▶ [TRY IT]: Of all the lines in the entries below, give again exactly those starting at the line containing "Target: man's shoe sole" and ending at the line containing "Target: drooping flower", both ends included, and no others.

▶ [GIVEN ENTRIES]:

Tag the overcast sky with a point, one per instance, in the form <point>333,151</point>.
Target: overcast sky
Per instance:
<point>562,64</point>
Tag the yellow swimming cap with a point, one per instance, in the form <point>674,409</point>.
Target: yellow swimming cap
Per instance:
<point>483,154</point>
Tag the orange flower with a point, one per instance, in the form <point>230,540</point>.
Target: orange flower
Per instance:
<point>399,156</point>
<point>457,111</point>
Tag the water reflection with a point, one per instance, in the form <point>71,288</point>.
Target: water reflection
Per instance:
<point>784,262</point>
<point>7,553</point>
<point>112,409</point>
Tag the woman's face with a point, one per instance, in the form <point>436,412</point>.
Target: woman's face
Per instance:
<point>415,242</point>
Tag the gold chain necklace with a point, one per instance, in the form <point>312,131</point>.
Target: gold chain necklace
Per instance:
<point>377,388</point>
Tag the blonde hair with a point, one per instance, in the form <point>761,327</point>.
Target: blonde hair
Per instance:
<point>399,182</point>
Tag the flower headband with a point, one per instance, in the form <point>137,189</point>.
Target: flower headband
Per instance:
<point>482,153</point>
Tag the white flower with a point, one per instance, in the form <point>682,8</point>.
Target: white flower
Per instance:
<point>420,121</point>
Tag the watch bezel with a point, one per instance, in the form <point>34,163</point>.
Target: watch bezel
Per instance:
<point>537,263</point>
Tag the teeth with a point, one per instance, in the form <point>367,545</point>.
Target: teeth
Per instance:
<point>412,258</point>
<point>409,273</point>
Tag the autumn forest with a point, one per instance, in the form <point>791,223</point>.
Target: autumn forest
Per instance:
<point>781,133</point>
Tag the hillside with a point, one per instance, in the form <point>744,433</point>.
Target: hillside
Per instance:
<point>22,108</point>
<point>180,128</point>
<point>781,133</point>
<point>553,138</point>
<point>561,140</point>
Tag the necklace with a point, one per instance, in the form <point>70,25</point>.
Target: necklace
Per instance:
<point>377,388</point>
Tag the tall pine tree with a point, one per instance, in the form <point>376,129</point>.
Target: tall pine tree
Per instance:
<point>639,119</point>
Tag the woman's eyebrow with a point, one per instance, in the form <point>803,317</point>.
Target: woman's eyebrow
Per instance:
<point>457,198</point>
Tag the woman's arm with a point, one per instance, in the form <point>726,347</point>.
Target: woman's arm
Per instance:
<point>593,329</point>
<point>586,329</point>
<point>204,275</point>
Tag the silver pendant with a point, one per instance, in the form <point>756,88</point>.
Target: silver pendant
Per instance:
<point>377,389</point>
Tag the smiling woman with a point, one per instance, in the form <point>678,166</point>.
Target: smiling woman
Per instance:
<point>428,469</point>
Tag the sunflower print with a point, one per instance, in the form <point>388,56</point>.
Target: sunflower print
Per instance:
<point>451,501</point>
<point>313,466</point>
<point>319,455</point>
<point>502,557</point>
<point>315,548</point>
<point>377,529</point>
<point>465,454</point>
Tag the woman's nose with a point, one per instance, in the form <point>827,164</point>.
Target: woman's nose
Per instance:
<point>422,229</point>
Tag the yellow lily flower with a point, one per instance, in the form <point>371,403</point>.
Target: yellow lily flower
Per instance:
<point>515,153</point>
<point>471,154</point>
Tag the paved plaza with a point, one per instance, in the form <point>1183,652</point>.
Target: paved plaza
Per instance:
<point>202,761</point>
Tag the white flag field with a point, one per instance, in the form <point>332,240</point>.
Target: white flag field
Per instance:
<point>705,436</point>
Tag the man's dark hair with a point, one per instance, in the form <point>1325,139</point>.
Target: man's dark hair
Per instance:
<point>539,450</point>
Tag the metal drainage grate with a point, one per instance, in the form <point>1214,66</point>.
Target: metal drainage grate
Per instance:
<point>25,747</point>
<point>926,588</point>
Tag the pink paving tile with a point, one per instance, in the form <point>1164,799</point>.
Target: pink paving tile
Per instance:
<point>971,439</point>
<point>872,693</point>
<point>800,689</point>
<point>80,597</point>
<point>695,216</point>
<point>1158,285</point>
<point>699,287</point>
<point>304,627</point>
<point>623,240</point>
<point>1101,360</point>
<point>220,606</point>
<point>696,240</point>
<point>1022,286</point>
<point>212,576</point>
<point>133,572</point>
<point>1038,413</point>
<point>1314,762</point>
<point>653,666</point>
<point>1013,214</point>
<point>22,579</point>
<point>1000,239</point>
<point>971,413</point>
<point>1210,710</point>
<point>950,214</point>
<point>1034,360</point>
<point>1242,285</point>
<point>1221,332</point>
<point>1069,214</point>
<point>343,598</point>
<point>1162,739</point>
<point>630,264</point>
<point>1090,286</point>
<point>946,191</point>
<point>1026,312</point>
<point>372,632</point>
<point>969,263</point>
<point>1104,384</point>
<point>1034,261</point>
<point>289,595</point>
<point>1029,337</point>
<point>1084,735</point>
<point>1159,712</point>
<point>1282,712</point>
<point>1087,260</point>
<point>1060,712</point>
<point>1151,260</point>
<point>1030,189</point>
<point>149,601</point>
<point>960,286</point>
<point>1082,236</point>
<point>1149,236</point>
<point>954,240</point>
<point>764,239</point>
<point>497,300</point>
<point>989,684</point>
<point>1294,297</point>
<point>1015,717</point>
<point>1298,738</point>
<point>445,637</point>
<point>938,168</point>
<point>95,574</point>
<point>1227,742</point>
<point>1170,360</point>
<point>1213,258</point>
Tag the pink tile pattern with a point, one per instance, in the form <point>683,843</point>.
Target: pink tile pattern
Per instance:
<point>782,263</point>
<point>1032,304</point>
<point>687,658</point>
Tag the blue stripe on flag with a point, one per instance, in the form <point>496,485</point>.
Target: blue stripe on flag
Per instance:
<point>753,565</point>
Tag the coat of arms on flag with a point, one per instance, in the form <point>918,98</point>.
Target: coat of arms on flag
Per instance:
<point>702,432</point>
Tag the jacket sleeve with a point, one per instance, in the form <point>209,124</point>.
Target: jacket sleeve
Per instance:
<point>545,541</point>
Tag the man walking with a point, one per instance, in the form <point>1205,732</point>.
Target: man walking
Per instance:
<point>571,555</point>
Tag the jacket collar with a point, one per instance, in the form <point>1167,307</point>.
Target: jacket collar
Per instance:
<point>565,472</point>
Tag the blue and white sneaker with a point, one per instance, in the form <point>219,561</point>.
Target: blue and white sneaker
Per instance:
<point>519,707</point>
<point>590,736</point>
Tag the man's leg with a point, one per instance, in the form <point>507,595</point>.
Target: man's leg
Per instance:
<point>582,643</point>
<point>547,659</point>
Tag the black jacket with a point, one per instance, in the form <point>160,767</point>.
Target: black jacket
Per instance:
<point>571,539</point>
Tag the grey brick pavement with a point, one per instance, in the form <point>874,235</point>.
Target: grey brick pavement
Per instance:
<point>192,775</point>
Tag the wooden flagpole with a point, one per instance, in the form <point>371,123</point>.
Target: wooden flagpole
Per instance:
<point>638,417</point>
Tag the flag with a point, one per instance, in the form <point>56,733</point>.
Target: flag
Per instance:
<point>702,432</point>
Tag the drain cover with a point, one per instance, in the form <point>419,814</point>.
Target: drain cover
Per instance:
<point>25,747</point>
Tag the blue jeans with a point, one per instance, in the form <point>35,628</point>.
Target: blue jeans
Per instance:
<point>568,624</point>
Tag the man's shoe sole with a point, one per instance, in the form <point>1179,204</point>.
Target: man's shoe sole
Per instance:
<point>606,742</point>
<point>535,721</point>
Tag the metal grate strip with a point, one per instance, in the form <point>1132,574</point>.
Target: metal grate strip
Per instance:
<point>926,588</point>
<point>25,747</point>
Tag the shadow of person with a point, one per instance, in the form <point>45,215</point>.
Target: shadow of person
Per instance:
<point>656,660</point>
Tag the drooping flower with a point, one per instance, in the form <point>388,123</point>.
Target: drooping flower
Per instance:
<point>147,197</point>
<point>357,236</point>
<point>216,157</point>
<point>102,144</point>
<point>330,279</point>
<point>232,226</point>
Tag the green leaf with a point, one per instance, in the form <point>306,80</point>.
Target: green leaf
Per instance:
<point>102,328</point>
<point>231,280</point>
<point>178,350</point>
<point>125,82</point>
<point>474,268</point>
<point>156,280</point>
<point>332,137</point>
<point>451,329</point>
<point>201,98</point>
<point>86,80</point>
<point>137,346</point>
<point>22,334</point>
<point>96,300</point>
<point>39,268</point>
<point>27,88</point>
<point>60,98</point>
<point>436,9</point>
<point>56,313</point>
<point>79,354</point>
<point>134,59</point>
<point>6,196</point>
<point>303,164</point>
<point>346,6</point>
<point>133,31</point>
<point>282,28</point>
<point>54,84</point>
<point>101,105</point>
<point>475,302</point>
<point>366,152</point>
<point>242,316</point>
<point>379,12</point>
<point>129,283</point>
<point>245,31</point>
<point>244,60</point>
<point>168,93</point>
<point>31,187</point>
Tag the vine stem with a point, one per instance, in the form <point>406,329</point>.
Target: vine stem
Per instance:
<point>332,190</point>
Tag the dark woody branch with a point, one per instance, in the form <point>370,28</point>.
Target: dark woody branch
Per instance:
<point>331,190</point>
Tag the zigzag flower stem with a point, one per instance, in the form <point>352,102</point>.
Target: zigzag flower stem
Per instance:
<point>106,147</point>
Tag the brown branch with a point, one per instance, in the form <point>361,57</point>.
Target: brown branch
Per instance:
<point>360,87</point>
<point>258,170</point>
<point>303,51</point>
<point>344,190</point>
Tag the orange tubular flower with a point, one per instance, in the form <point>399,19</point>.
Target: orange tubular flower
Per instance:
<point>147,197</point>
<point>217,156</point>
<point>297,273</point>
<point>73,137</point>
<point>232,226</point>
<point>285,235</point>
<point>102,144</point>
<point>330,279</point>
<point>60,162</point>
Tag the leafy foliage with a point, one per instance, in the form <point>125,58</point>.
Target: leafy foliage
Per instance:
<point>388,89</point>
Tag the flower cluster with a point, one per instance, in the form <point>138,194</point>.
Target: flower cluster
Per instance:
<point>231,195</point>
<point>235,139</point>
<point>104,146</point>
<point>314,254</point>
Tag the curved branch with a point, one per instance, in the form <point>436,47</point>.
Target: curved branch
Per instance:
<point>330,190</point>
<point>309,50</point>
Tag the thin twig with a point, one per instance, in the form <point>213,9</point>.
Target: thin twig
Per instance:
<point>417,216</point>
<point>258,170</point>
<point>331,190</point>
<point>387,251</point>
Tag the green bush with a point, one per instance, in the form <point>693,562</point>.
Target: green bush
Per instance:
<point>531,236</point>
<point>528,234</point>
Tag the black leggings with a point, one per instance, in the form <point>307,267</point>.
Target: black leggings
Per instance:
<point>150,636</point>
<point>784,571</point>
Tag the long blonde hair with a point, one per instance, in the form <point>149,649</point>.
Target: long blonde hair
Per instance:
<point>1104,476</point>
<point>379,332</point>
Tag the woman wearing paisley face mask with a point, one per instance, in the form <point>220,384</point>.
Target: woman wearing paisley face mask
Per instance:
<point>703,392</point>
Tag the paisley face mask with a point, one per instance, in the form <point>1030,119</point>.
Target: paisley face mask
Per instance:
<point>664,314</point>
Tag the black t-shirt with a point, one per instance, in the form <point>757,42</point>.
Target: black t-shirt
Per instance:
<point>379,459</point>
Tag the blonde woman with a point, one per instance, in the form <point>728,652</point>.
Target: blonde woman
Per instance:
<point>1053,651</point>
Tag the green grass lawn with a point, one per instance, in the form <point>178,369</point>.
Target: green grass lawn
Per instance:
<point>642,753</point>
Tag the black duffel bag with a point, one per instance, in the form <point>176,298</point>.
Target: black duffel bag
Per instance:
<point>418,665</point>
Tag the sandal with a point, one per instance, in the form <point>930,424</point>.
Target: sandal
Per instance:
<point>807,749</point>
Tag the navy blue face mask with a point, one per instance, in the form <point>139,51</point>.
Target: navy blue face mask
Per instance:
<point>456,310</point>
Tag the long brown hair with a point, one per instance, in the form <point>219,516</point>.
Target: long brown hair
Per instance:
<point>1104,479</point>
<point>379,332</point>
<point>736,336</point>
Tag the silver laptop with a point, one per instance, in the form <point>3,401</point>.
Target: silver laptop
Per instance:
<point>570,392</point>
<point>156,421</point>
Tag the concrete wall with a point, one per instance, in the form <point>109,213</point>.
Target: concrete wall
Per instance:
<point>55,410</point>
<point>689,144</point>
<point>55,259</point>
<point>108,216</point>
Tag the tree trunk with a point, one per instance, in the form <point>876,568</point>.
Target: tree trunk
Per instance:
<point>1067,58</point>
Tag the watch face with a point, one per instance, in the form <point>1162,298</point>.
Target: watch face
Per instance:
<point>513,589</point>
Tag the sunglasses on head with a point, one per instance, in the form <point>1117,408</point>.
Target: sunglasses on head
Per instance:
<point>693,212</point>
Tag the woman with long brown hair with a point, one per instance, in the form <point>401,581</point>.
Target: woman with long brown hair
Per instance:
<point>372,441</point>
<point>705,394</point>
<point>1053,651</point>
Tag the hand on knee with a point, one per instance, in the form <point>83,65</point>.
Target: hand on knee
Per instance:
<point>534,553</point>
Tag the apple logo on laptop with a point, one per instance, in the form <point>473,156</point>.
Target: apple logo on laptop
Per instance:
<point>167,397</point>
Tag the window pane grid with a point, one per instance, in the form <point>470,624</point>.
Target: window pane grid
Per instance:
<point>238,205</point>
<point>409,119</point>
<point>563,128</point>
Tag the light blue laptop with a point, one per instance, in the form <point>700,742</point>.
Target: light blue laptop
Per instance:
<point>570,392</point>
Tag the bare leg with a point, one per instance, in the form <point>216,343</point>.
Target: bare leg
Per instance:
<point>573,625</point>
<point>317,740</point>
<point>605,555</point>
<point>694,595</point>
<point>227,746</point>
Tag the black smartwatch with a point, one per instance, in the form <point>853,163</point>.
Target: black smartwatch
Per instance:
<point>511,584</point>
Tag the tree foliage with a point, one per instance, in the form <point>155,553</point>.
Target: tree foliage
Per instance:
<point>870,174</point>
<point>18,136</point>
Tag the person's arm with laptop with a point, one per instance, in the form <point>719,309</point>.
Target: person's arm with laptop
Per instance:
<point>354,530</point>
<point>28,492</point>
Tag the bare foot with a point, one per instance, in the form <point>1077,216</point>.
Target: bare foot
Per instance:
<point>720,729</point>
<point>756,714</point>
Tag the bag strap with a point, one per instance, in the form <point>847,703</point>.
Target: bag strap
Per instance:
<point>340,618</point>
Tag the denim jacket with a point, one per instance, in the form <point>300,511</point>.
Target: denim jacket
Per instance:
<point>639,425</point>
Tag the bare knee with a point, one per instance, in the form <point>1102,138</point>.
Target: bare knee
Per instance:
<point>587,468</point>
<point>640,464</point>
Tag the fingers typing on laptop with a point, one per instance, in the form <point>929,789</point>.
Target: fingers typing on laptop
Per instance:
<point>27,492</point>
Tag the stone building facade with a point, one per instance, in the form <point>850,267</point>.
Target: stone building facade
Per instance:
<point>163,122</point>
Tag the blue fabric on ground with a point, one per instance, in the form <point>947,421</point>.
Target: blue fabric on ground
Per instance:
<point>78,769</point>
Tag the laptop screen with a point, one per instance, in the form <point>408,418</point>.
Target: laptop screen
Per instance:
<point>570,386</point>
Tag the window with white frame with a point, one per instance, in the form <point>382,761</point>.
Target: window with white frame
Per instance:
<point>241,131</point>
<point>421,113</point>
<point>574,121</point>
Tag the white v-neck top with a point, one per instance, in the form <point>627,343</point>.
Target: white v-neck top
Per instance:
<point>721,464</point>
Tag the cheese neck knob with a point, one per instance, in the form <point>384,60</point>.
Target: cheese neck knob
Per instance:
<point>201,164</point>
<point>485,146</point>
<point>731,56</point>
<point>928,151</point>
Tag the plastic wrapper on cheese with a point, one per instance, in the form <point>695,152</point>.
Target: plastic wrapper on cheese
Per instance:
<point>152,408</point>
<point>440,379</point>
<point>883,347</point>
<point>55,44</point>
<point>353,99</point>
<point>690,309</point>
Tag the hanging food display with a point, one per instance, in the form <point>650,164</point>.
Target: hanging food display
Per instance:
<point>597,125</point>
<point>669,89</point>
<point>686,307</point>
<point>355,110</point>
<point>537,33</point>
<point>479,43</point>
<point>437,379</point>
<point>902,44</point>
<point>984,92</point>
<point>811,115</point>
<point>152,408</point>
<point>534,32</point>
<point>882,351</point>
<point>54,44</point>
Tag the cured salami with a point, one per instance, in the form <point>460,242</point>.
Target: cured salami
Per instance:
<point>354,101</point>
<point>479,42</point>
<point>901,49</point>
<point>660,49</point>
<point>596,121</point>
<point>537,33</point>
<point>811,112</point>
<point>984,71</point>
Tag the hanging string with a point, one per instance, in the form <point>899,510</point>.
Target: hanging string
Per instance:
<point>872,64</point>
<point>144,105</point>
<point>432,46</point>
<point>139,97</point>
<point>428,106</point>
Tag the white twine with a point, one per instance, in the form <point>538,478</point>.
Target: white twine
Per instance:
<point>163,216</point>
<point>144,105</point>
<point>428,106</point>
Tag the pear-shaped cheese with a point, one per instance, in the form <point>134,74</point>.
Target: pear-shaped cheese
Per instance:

▶ [ANSWER]:
Target: man's shoe sole
Per instance:
<point>606,742</point>
<point>535,721</point>
Tag the metal grate strip with a point, one per instance, in the form <point>1132,574</point>.
Target: metal grate strip
Per instance:
<point>926,588</point>
<point>25,747</point>
Tag the shadow of person with a point, one per instance, in the form <point>45,215</point>.
Target: shadow of person
Per instance:
<point>656,660</point>
Tag the drooping flower with a point, one per instance, in the form <point>388,123</point>.
Target: drooping flower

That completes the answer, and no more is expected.